● **GIVEN INSTRUCTION 1**: Report every line in the records that contains the string "range", treating uppercase and lowercase as different.

** start of TEXT TO READ **

Tutorial: simple web-scraping with freeware

This tutorial and workflow is for those who want to do fairly light and basic web-scraping, of text with live links, using freeware.

You wish to copy blocks of text from the Web to your Windows clipboard, while also retaining hyperlinks as they occurred in the original text. This is an example of what current happens…

On the Web page:
This is the text to be copied.

What usually gets copied to the clipboard:
This is the text to be copied.

Instead, it would be useful to have this copied to the clipboard:

Why is this needed?

Possibly your target text is a large set of linked search-results, tables-of-contents from journals, or similar dynamic content which contains HTML-coded Web links among the plain text. Your browser’s ‘View Source’ option for the Web page shows you only HTML code that is essentially impenetrable and/or unfathomable spaghetti — while this code can be copied to the clipboard, it is effectively un-usable.

Some possible tools to do this:

I liked the idea and introductory videos of the WebHarvy ($99) Web browser. Basically this is a Chrome browser, but completely geared up for easy data extraction from data-driven Web pages. It also assumes that the average SEO worker needs things kept relatively simple and fast. It’s desktop software with (apparently) no cloud or subscription shackle, but it is somewhat expensive if used only for the small and rare tasks of the sort bloggers and Web cataloguers might want to do. Possibly it would be even more expensive if you needed to regularly buy blocks of proxies to use with it.

At the other end of the spectrum is the free little Copycat browser addon, but I just could not get it to work reliably in Opera, Vivaldi or Chrome. Sometimes it works, sometimes it only gets a few links, sometimes it fails completely. But, if all you need to occasionally capture text with five or six links in it then you might want to take a look. Copycat has the very useful ability to force absolute URL paths in the copied links.

I could find no Windows-native ‘clipboard extender’ that can do this, although Word can paste live ‘blue underlined’ links from the clipboard — so it should be technically possible to code a hypothetical ‘LinkPad’ that does the same but then converts to plain text with HTML coded links.

** end of TEXT TO READ **

● **GIVEN INSTRUCTION 2**:
Answer these from the web-scraping tutorial, one line each:
(a) What price does the tutorial give for WebHarvy?
(b) In which browsers could the Copycat addon not be made to work reliably?
(c) Which program can paste live links from the clipboard?

** start of INFORMATION GIVEN **

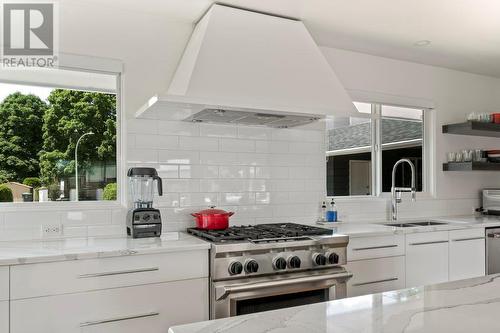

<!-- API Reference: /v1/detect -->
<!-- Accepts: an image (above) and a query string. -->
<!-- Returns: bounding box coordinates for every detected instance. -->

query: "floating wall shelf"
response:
[443,162,500,171]
[443,121,500,138]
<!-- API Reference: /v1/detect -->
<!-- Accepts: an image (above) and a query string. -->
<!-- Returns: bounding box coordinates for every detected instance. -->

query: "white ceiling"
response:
[75,0,500,77]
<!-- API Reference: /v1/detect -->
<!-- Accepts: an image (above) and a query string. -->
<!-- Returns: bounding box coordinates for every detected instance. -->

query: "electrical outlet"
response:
[42,224,63,238]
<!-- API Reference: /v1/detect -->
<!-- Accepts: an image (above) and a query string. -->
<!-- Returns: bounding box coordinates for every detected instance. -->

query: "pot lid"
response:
[197,206,231,215]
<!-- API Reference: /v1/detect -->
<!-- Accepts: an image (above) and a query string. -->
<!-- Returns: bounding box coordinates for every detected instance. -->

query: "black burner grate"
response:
[188,223,332,243]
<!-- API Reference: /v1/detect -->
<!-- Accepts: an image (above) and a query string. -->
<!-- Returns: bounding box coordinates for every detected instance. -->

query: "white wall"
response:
[0,0,500,239]
[322,48,500,218]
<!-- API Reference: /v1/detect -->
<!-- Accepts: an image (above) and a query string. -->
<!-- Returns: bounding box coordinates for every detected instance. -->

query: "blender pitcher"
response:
[127,168,163,208]
[127,168,163,238]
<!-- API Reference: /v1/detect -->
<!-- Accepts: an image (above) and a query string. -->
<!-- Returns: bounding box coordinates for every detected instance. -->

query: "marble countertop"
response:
[169,275,500,333]
[0,232,210,266]
[318,215,500,238]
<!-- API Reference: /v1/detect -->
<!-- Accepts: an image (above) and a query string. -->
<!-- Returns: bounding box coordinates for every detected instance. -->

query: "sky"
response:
[0,83,54,102]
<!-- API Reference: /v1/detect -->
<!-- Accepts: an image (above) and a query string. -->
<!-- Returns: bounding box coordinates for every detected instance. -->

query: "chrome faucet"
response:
[391,158,417,221]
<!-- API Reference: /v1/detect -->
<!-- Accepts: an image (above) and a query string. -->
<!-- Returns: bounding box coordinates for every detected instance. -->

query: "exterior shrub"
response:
[102,183,117,200]
[0,184,14,202]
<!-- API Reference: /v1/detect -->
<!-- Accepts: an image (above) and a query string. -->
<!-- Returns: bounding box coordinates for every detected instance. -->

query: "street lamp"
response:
[75,131,94,201]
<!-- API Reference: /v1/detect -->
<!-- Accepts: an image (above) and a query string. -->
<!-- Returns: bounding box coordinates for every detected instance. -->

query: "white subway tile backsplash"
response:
[179,165,219,179]
[180,193,217,207]
[61,210,112,226]
[156,164,179,179]
[158,120,200,136]
[127,118,158,134]
[158,150,200,164]
[135,134,179,149]
[163,179,200,192]
[179,136,219,151]
[200,151,239,165]
[238,126,272,140]
[127,148,158,163]
[255,167,290,179]
[199,124,238,138]
[220,138,255,153]
[255,141,289,154]
[219,192,259,206]
[219,166,255,178]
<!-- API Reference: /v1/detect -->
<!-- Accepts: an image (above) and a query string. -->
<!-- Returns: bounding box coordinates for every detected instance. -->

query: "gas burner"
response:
[188,223,332,243]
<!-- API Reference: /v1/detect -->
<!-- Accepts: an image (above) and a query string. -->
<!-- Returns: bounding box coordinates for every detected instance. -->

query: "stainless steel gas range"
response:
[188,223,352,319]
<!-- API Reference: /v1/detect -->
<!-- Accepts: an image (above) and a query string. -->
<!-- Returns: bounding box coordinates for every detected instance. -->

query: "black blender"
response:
[127,168,163,238]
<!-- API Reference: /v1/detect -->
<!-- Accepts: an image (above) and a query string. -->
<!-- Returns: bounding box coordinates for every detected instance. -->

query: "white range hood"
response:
[136,4,357,127]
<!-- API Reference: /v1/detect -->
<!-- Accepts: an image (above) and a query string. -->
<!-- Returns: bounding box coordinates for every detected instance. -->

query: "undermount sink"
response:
[384,221,448,228]
[411,221,448,226]
[384,223,416,228]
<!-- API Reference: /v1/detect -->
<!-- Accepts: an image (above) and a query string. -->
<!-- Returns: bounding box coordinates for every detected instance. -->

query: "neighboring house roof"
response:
[6,182,32,189]
[328,118,423,151]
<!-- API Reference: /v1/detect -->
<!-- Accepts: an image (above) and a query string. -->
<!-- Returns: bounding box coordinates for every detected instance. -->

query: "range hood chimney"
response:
[136,4,357,127]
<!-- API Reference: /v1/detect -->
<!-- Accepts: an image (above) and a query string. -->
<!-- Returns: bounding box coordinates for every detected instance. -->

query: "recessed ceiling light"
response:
[413,39,431,46]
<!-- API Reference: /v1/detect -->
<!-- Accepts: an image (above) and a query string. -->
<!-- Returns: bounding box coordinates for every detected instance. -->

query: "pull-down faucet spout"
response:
[391,158,417,221]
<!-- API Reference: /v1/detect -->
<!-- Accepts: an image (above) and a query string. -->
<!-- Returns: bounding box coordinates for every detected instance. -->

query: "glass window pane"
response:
[381,105,424,192]
[0,75,117,202]
[327,117,372,196]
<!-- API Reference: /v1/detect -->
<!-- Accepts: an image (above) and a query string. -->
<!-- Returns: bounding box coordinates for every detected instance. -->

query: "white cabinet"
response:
[0,301,9,333]
[347,235,405,261]
[10,250,208,299]
[406,231,449,288]
[347,256,405,297]
[10,278,208,333]
[449,228,486,280]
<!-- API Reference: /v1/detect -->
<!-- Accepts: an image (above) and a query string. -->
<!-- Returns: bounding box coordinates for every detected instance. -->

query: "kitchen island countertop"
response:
[169,275,500,333]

** end of INFORMATION GIVEN **

● **TASK RESULT 1**:
query: "stainless steel gas range"
query: "white range hood"
query: "range hood chimney"

● **TASK RESULT 2**:
(a) $99
(b) Opera, Vivaldi and Chrome
(c) Word